(Stored data entries)
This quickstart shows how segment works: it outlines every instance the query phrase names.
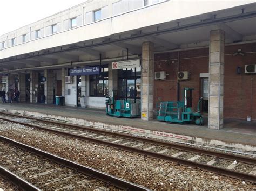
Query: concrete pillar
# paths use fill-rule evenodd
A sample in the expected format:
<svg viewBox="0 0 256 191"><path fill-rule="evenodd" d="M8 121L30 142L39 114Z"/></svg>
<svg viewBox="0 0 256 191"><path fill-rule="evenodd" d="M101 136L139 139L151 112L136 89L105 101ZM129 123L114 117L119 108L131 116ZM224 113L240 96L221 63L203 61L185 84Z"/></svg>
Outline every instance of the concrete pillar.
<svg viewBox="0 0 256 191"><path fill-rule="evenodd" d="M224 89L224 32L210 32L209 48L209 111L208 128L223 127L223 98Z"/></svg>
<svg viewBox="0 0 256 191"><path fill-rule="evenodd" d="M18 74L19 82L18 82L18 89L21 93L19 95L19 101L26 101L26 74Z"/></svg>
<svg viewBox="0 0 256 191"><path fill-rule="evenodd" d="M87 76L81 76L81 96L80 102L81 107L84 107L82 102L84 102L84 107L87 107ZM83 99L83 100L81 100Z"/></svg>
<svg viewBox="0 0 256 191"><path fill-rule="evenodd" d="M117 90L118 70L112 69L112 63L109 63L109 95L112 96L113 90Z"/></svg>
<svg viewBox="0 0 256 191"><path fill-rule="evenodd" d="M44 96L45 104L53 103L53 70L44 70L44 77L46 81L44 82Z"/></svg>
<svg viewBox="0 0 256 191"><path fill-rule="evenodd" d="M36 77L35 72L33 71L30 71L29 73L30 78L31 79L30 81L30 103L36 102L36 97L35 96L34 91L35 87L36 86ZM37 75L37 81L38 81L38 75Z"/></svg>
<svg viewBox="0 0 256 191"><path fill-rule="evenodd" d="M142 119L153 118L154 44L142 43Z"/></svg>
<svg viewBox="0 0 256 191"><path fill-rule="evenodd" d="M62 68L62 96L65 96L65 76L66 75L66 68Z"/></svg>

**Description of the task**. Can you write out the records word for word, from their first line through the line containing "136L139 139L151 112L136", with both of those lines included and the pictures left out?

**Response to this exercise**.
This quickstart shows how segment works: it outlines every instance the query phrase names.
Query: concrete pillar
# paths use fill-rule evenodd
A sample in the expected format:
<svg viewBox="0 0 256 191"><path fill-rule="evenodd" d="M8 121L30 142L39 114Z"/></svg>
<svg viewBox="0 0 256 191"><path fill-rule="evenodd" d="M101 136L139 139L151 112L136 89L105 101ZM129 123L114 117L119 108L131 116ZM224 113L240 96L221 63L203 61L185 84Z"/></svg>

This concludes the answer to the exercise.